Retype each of the records below line by line, changing nothing.

__Provided data__
- - -
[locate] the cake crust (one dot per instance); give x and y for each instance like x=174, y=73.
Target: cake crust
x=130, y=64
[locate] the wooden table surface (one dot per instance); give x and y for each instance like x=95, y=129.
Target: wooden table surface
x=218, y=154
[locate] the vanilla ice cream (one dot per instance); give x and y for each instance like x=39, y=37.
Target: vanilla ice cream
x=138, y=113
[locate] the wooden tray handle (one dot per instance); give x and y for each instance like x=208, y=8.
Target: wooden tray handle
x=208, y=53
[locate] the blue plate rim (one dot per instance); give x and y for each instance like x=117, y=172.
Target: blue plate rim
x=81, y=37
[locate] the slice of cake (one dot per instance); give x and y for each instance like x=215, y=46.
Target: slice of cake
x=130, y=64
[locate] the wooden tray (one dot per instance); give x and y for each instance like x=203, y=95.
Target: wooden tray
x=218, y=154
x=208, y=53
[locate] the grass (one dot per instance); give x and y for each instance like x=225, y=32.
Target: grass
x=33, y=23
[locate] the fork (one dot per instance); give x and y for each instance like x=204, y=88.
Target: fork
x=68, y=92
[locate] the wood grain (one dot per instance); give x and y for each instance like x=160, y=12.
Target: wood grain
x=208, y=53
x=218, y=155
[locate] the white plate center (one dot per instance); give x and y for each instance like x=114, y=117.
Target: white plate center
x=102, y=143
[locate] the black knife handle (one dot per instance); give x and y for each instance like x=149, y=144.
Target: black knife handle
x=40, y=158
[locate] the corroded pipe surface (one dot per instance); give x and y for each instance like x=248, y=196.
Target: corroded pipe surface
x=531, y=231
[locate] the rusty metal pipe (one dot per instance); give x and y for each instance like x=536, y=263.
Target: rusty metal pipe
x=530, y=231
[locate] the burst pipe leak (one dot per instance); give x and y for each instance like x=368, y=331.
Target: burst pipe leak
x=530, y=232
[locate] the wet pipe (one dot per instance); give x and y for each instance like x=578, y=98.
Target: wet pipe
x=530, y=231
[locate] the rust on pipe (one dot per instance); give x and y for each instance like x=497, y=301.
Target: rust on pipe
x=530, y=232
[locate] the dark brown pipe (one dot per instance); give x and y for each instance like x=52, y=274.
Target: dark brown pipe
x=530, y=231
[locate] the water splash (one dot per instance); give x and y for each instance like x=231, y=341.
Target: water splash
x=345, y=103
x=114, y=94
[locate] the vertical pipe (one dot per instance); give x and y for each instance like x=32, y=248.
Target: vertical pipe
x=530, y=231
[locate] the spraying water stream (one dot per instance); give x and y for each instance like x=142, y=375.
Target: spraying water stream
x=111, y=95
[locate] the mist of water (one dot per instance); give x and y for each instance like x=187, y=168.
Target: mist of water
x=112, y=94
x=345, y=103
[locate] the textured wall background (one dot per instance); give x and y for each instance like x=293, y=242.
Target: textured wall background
- - -
__Solution to the problem__
[locate] the cake crust (one dot per instance); give x and y for each instance like x=174, y=73.
Target: cake crust
x=130, y=64
[locate] the wooden table surface (one dot per instance); give x and y for each instance like x=95, y=129.
Target: wooden table surface
x=218, y=154
[locate] the vanilla ice cream (one dot per instance); give x and y for each instance like x=39, y=37.
Target: vanilla ice cream
x=138, y=113
[locate] the wooden tray handle (one dot per instance); give x and y for each instance like x=208, y=8.
Target: wooden tray handle
x=208, y=53
[locate] the blue plate rim (one dot per instance); give x and y for each instance like x=117, y=172.
Target: blue plate rim
x=81, y=37
[locate] the slice of cake (one dot per instance); give x and y for each instance like x=215, y=46.
Target: slice of cake
x=130, y=64
[locate] the wooden tray (one dot per instance); give x and y for each instance like x=203, y=95.
Target: wooden tray
x=218, y=154
x=208, y=53
[locate] the grass (one dot per instance); give x and y for each instance like x=225, y=32.
Target: grass
x=33, y=23
[locate] the fork (one dot per instance); give x and y for each instance like x=204, y=88.
Target: fork
x=68, y=92
[locate] the wood grain (one dot per instance); give x and y for each instance like x=160, y=12.
Target: wood grain
x=208, y=53
x=218, y=155
[locate] the white plate center (one dot per instance); give x and y for each instance like x=114, y=117.
Target: white plate center
x=102, y=143
[locate] the black knife handle (one dot per instance); give x and y for each instance like x=149, y=144.
Target: black knife handle
x=40, y=158
[locate] the corroded pipe surface (one dot per instance); give x and y for each instance like x=248, y=196.
Target: corroded pipe surface
x=531, y=231
[locate] the rusty metal pipe (one dot per instance); give x and y for each instance like x=536, y=263.
Target: rusty metal pipe
x=530, y=231
[locate] the burst pipe leak (one dot per instance); give x and y for each instance like x=368, y=331.
Target: burst pipe leak
x=530, y=232
[locate] the wet pipe (one dot per instance); give x and y for each instance like x=578, y=98.
Target: wet pipe
x=530, y=231
[locate] the rust on pipe (one dot per instance); give x and y for each instance like x=497, y=301.
Target: rust on pipe
x=530, y=232
[locate] the dark brown pipe (one dot per instance); give x and y for each instance like x=52, y=274.
Target: dark brown pipe
x=530, y=231
[locate] the water splash (one dot per instance); give x and y for each instance like x=231, y=341.
Target: water splash
x=345, y=103
x=114, y=94
[locate] the vertical pipe (one dot per instance); give x and y for each instance like x=32, y=248.
Target: vertical pipe
x=530, y=231
[locate] the spraying water stream (one dot per instance); give x and y for each instance like x=142, y=375.
Target: spraying water stream
x=111, y=95
[locate] the mist of water (one dot per instance); give x and y for each instance like x=187, y=168.
Target: mist of water
x=112, y=94
x=345, y=103
[locate] the textured wall background (one dot per instance); give x and y for each instance like x=293, y=242.
Target: textured wall background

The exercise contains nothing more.